▶ TEXT BLOCK:
___

I wonder if you were getting hammered because it was a hospital using locums? The only place I worked that has needed to use locums on a regular basis can't keep psychiatrists, red flag there, and the patient load is horrendous.
The other inpatient units I work average about 8 patients although there are usually varying responsibilities such as CL or PHP and possibly an ED consult divided by the attendings but even with that its rarely more than 2 additional encounters each which is very manageable in an 8 hour day. As for lunch I usually scarf something down after I round, while charting, so not a leisurely experience but food none the less. One hospital has no weekend requirement and splits weeknight call 3 ways. The other requires 1 weekend a month with 2 days off during the week after your weekend and weeknight call split 4 ways. I feel inpatient can be more hectic but far less tedious than OP and has the opportunity to give a light day here or there when you can actually leave early. Fortunately or unfortunately if you have worked a unit for any length of time a significant number of patients will be known to you so not especially cumbersome even as a new admit.

___

▶ DATASET SECTION:
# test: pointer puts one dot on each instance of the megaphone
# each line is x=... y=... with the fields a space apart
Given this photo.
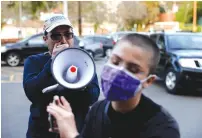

___

▶ YOUR TASKS:
1 - Reproduce the post on inpatient psychiatry between "I wonder if" and "load is horrendous.", inclusive.
2 - For each statement, decide whether the post on inpatient psychiatry supports it, answering yes or no and quoting the deciding words: (a) One hospital has no weekend requirement and splits weeknight call three ways. (b) The other inpatient units average about 12 patients. (c) Lunch is described as a leisurely experience.
The material after the post on inpatient psychiatry is separate from that post.

▶ SOLUTIONS PER TASK:
1 -
I wonder if you were getting hammered because it was a hospital using locums? The only place I worked that has needed to use locums on a regular basis can't keep psychiatrists, red flag there, and the patient load is horrendous.

2 -
(a) Yes: "One hospital has no weekend requirement and splits weeknight call 3 ways."
(b) No: "The other inpatient units I work average about 8 patients"
(c) No: "so not a leisurely experience but food none the less"